**Problem statement:** Leaving the pictures aside, transcribe every line below exactly.

**Rows:**
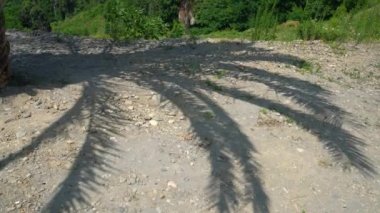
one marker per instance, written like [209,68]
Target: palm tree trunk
[4,49]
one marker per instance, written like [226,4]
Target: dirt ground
[189,126]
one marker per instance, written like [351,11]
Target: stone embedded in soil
[153,122]
[172,184]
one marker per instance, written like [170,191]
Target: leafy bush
[223,14]
[125,22]
[177,30]
[87,23]
[265,21]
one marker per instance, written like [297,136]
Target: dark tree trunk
[185,14]
[4,49]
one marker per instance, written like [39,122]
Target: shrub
[126,22]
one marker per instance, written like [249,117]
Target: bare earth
[176,126]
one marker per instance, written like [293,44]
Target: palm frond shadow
[166,71]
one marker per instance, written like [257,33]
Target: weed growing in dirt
[213,85]
[264,111]
[209,115]
[306,67]
[221,73]
[353,74]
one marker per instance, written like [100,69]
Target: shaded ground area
[171,126]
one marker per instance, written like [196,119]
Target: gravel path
[170,126]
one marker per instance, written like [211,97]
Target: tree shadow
[176,71]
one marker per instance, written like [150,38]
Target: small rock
[153,122]
[172,113]
[26,114]
[20,133]
[172,184]
[122,179]
[156,99]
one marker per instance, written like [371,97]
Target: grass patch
[209,115]
[86,23]
[264,111]
[221,73]
[229,34]
[214,86]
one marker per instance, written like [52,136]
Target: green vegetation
[85,23]
[214,86]
[287,20]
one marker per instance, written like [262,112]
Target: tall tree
[4,49]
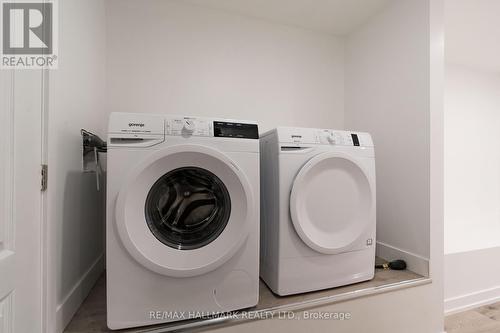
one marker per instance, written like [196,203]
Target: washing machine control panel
[324,136]
[188,126]
[194,126]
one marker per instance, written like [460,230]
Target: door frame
[16,83]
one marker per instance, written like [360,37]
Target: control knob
[189,125]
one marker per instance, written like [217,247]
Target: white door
[332,202]
[20,201]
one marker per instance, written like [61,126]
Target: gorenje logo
[135,125]
[29,34]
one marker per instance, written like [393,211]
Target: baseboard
[66,310]
[415,262]
[472,300]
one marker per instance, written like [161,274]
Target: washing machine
[317,209]
[182,218]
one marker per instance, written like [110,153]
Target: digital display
[355,139]
[236,130]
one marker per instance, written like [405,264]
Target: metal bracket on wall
[92,146]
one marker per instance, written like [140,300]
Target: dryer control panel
[194,126]
[324,136]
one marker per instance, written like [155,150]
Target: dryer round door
[332,202]
[184,211]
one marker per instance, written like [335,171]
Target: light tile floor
[485,319]
[91,317]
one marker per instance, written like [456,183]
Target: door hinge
[45,171]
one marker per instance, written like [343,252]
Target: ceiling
[472,33]
[336,17]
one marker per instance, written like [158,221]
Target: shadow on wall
[83,233]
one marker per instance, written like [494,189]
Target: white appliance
[182,218]
[318,209]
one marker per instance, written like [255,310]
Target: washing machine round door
[184,211]
[332,202]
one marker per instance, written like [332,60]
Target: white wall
[387,94]
[394,89]
[75,209]
[472,279]
[472,159]
[472,187]
[197,61]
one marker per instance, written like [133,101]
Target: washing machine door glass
[332,202]
[185,210]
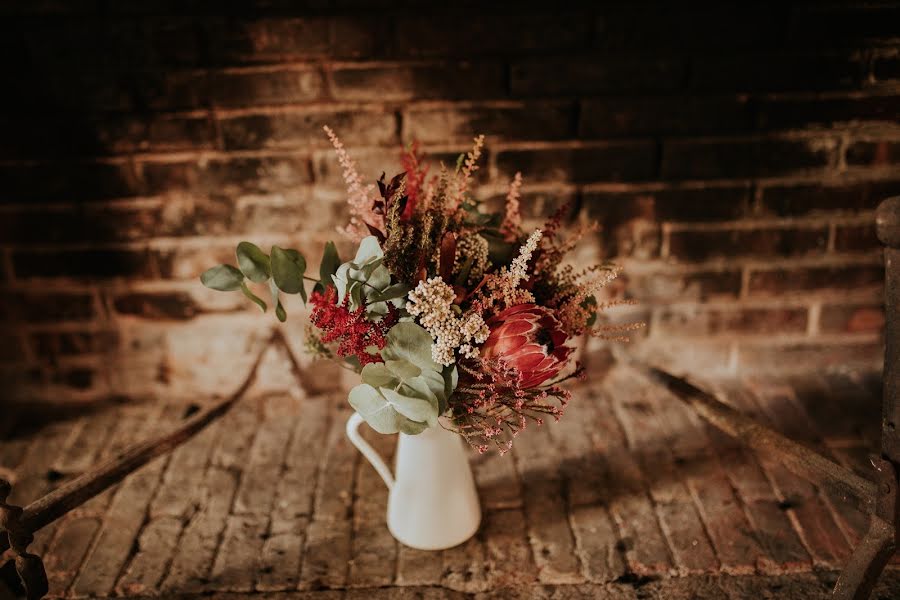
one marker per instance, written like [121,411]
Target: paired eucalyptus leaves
[284,269]
[367,281]
[409,390]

**Solution for this exercise:**
one marker per instance, written like [209,68]
Target: palm tree trunk
[4,49]
one marker per instance, written like [226,4]
Target: dirt ground
[189,126]
one marker per instance, written like [351,11]
Target: stone embedded in soil
[153,122]
[172,184]
one marker per instance, written like [170,191]
Target: leafy bush
[223,14]
[125,22]
[177,30]
[87,23]
[265,21]
one marker per instance, written like [297,136]
Target: dark tree trunk
[185,14]
[4,49]
one marker per instance, written like [39,122]
Target: shrub
[126,22]
one marker per instance, written like [249,117]
Target: bare earth
[176,126]
one marker per instance, written like [293,44]
Target: palm frond shadow
[166,71]
one marker per instance, written like [257,33]
Target: weed growing in dirt
[213,85]
[264,111]
[209,115]
[306,67]
[221,73]
[353,74]
one marker per instance, written like [100,69]
Target: shaded ground area
[171,126]
one marker per instance, written like [196,119]
Target: gravel path
[170,126]
one marker per instance, written like [211,97]
Target: tree shadow
[176,71]
one marker per instance, written like [150,38]
Target: small rock
[153,122]
[172,113]
[26,114]
[20,133]
[172,184]
[122,179]
[156,99]
one marker per instance, written like [371,97]
Target: grass patch
[209,115]
[86,23]
[264,111]
[221,73]
[229,34]
[214,86]
one marker per instance, written like [52,136]
Target: green vegetation
[85,23]
[214,86]
[287,20]
one marker per instance, written like [262,112]
Target: tall tree
[4,49]
one marker per instance, written like [196,203]
Target: washing machine control panel
[324,136]
[188,126]
[194,126]
one marker per instance, written like [460,230]
Target: door frame
[16,83]
one marker per instance, written like [360,37]
Target: control knob
[189,125]
one marker per instance, written like [217,247]
Target: white door
[332,202]
[20,201]
one marker per instance, written like [61,126]
Target: gorenje logo
[135,125]
[29,34]
one marker per instance, written like [393,211]
Target: baseboard
[66,310]
[415,262]
[472,300]
one marker per instance, written like [161,274]
Target: washing machine
[317,209]
[182,218]
one marker per instance, written like [110,153]
Target: digital display
[355,139]
[236,130]
one marker per instance, written like [405,264]
Target: metal bracket on wall
[92,146]
one marker per instance, written like [140,300]
Target: dryer control panel
[194,126]
[324,136]
one marker per instance, written like [155,150]
Target: dryer round door
[332,202]
[184,211]
one marker per instance, written like [335,171]
Target: light tile floor
[485,319]
[91,317]
one marker per instance, written like [456,183]
Target: door hinge
[45,171]
one marker per instance, written like [343,252]
Target: ceiling
[472,33]
[336,17]
one marker per instance, written like [158,221]
Target: shadow on wall
[83,233]
one marker per instance, written like [494,189]
Target: white appliance
[182,218]
[318,209]
one marker per instance, written like [255,310]
Target: washing machine round door
[184,211]
[332,202]
one marker per instance, written like [332,60]
Target: white wall
[387,94]
[394,89]
[75,209]
[472,279]
[472,159]
[472,187]
[197,61]
one marker per instance, written like [133,101]
Target: washing machine door glass
[332,202]
[185,210]
one marker per instance, written like [121,411]
Target: paired eucalyptus leaves
[284,269]
[367,281]
[409,390]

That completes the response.